- Auszuführende Schritte:
1) In welchem Jahr wurde Fabian Mühlen dem Interview zufolge Partner?
2) Gib aus dem Interview den Abschnitt wörtlich wieder, der mit den Worten „Fabian Mühlen: DLA“ anfängt und mit „Riesen-Wachstum hinter uns.“ schließt.

- Ausgewählter Text:
━━━━━━━━━━━━━━━━━━━━━━━━━━━━━━
"Wir haben ein Riesen-Wachstum hinter uns"
LTO: Herr Mühlen, auf Ihrer internationalen Karriereseite finden Bewerber den Slogan: "We are far from a traditional law firm". Was machen Sie denn konkret anders als traditionelle Großkanzleien?
Fabian Mühlen: DLA Piper gibt es in Deutschland seit 2004, damals von gerade einmal vier Personen gegründet. Inzwischen sind wir über 250 Anwälte und rund 600 Mitarbeiter. Wir haben also ein Riesen-Wachstum hinter uns.
Ich bin seit 2008 dabei. Als ich anfing, waren wir ungefähr 100 Anwältinnen und Anwälte in ganz Deutschland. Wir hatten damals ein echtes Startup-Feeling. Das war auch der Grund, warum ich zu DLA gegangen bin: Ich wollte in eine Kanzlei, die auf Wachstumskurs war, wollte mitgestalten und echte Aufstiegschancen haben.
Wurden Ihre Erwartungen erfüllt?
Ja, bei mir haben sich diese Versprechen bewahrheitet. Ich wurde 2011 gefragt, ob ich den Immobilienbereich in Frankfurt mitaufbauen könnte. Das habe ich anscheinend ganz erfolgreich gemacht und bin 2014 Partner geworden. 2016 ist der nächste Partner im Immobilienbereich in München ernannt worden. 2018 haben wir bereits einen jungen Kollegen aus meinem Team zum Partner ernennen können. Das ist eine unheimlich dynamische Entwicklung.
━━━━━━━━━━━━━━━━━━━━━━━━━━━━━━
- Bereitgestelltes Material:
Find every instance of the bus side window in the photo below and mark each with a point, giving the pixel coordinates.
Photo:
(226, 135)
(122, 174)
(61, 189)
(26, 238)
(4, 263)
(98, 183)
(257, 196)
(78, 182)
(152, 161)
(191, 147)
━━━━━━━━━━━━━━━━━━━━━━━━━━━━━━
- Lösungen der Aufgaben:
1) 2014

2)
Fabian Mühlen: DLA Piper gibt es in Deutschland seit 2004, damals von gerade einmal vier Personen gegründet. Inzwischen sind wir über 250 Anwälte und rund 600 Mitarbeiter. Wir haben also ein Riesen-Wachstum hinter uns.